··· Trecho do documento ···

Gentil Pio– É verdade. Nosso tribunal é um dos mais céleres do País, isso se deve ao comprometimento de servidores e magistrados que, mesmo com sobrecarga de trabalho, procuram entregar com rapidez a prestação jurisdicional. Para se ter idéia de nossos serviços, na primeira instância, uma reclamação no sumaríssimo (rito para causas cujo valor é de até 40 salários mínimos), demora em média 27 dias. Esse tempo vai do ajuizamento até a prolatação da sentença. No procedimento ordinário, em média, o período é de 72 dias. Se houver recurso, no TRT, os casos têm sido julgados em 91 dias. Queremos manter e até melhorar esses índices.

DM – A flexibilização das leis trabalhistas deve ser implementada?

Gentil Pio – É preciso, primeiro, definir o que é flexibilização. Tem gente que ataca ardorosamente e outros defendem o tema da mesma forma. Acredito sempre que o certo, ou o melhor, está no meio termo. Não podemos prejudicar os direitos fundamentais e essenciais do trabalhador. Aliás, penso que não é momento para se discutir flexibilização. Atualmente, o Brasil tem uma grande oferta de mão-de-obra e pouca oferta de empregos. Ou seja: o trabalhador está em uma situação de inferioridade. Ele está mais preocupado em garantir o emprego do que os seus direitos. Agora veja esta situação: o trabalhador constitui a grande massa de consumo, se ele perde o emprego, será um consumidor a menos. Em consequencia, a indústria vai produzir menos. Essa roda não pode ter continuidade...

··· Dados fornecidos ···

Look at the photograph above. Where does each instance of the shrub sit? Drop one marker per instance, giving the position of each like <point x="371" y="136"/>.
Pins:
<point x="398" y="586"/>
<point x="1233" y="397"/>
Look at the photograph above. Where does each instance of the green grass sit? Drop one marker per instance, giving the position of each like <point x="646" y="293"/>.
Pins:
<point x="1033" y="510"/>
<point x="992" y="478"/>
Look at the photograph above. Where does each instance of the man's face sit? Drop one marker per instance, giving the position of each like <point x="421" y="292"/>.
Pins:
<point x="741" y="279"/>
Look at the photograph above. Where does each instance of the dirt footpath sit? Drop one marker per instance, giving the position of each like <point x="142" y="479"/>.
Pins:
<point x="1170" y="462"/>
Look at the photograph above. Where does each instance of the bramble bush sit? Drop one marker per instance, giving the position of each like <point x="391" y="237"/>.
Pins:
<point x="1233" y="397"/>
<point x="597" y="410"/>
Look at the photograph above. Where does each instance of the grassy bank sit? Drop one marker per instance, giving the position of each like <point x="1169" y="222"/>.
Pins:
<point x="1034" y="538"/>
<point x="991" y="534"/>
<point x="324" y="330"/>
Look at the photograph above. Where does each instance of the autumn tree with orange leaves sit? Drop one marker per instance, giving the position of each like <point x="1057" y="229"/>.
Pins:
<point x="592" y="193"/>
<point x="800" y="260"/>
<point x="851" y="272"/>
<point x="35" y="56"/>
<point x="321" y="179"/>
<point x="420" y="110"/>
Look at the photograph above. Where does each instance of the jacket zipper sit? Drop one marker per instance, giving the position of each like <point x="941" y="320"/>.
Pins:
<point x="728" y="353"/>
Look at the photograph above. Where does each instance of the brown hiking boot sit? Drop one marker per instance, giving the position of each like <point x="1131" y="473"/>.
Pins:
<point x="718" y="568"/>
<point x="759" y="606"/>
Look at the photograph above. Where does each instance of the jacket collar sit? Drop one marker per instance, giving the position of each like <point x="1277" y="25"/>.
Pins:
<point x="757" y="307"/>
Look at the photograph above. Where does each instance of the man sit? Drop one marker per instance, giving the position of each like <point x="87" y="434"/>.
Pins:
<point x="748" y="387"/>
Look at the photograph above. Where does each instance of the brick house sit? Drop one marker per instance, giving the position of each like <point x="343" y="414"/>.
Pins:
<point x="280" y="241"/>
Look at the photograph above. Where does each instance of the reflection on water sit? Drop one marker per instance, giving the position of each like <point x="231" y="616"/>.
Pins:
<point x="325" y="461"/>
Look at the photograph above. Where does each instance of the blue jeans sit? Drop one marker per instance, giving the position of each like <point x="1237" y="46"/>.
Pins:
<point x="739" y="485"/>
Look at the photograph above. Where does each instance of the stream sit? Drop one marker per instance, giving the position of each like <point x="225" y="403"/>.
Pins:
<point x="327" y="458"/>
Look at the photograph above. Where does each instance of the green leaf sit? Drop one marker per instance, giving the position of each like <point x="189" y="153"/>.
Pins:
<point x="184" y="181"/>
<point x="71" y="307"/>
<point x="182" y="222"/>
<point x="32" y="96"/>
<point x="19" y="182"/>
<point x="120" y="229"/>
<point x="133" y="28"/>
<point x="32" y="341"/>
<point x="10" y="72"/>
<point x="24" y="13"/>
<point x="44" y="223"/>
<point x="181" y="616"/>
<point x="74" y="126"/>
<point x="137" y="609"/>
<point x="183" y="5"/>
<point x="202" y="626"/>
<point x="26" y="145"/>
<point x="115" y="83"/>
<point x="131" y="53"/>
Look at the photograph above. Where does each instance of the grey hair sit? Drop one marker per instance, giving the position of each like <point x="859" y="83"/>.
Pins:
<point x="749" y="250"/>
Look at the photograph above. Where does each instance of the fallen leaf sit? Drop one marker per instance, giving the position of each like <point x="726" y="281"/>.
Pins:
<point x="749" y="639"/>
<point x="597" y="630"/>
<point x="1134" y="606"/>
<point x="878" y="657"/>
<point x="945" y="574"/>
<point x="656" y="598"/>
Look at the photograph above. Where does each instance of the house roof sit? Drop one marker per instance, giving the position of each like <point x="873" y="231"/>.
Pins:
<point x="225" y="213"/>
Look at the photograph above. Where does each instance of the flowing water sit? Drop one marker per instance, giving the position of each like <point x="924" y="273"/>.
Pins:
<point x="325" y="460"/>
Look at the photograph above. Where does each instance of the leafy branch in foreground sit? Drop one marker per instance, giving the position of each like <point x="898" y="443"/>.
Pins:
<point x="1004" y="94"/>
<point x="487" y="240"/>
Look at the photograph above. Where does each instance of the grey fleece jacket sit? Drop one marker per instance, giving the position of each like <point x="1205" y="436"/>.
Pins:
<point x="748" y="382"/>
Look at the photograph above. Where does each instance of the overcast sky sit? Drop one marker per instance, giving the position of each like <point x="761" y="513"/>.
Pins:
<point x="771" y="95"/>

···
··· Dados fornecidos ···

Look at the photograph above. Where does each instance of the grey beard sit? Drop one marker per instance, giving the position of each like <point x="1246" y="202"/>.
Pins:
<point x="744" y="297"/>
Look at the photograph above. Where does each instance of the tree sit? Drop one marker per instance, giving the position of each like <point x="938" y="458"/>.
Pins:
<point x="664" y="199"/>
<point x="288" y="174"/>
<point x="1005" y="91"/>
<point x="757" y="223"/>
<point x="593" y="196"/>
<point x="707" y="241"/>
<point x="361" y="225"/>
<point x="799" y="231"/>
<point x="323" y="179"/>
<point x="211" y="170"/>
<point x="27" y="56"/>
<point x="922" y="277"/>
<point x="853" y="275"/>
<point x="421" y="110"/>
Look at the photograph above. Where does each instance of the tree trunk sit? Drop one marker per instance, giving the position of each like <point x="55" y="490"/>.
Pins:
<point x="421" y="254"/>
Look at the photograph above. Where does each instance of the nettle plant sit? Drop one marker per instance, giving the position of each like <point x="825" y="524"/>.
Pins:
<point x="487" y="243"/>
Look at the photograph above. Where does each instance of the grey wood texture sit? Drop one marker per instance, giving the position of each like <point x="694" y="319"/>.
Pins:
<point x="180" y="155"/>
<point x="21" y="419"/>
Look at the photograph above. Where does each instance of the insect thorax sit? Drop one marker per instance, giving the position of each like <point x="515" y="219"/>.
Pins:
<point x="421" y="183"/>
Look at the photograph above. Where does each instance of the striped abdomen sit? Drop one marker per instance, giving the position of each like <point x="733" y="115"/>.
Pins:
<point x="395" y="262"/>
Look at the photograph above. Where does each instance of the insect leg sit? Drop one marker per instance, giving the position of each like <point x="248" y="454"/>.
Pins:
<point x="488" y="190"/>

···

» **Ações necessárias**
1. Reescreva o trecho da entrevista desde "Gentil Pio –" até "pode ter continuidade...", inclusive, trocando "trabalhador" por "empregado".
2. Liste, por favor, todos os prazos médios em dias citados no trecho da entrevista.
3. Dê continuidade ao trecho da entrevista sobre a Justiça do Trabalho a partir do ponto em que ele termina.

» **Respostas dos exercícios**
1.
Gentil Pio – É preciso, primeiro, definir o que é flexibilização. Tem gente que ataca ardorosamente e outros defendem o tema da mesma forma. Acredito sempre que o certo, ou o melhor, está no meio termo. Não podemos prejudicar os direitos fundamentais e essenciais do empregado. Aliás, penso que não é momento para se discutir flexibilização. Atualmente, o Brasil tem uma grande oferta de mão-de-obra e pouca oferta de empregos. Ou seja: o empregado está em uma situação de inferioridade. Ele está mais preocupado em garantir o emprego do que os seus direitos. Agora veja esta situação: o empregado constitui a grande massa de consumo, se ele perde o emprego, será um consumidor a menos. Em consequencia, a indústria vai produzir menos. Essa roda não pode ter continuidade...

2. 27 dias, 72 dias e 91 dias.

3.
DM – Mas que alternativa o senhor propõe? Gentil – Podemos falar, sim, em simplificação da legislação trabalhista. O salário-hora no Brasil está em R$ 2,11. Isso é um valor irrisório, pois o trabalhador pega seu contracheque no fim do mês e quando olha no rodapé, depois de descontado tudo, encontra um valor muito pequeno. Na verdade, portanto, acho que precisamos aumentar o que o trabalhador recebe. Como alternativa, existem estudos para retirar a incidência dos encargos sobre os salários e buscar outras bases de cálculo. É o caso da Previdência. É evidente que ela não pode ficar sem custeio. Mas tem-se discutido tirar essa incidência previdenciária dos salários e colocá-la, por exemplo, sobre o faturamento ou sobre o lucro. A matéria deve ser amplamente discutida, pois nesse último caso algumas pessoas poderiam entender que seria uma espécie de bitributação – sobre o lucro já incide o Imposto de Renda. Outro fator é que a assistência social não deveria estar incluída na Previdência. Não digo que assistência social não tenha importância, ela é necessária e de altíssima relevância, mas ela deveria ter outra fonte de custeio.

DM – Como o senhor vê a questão da terceirização no Brasil?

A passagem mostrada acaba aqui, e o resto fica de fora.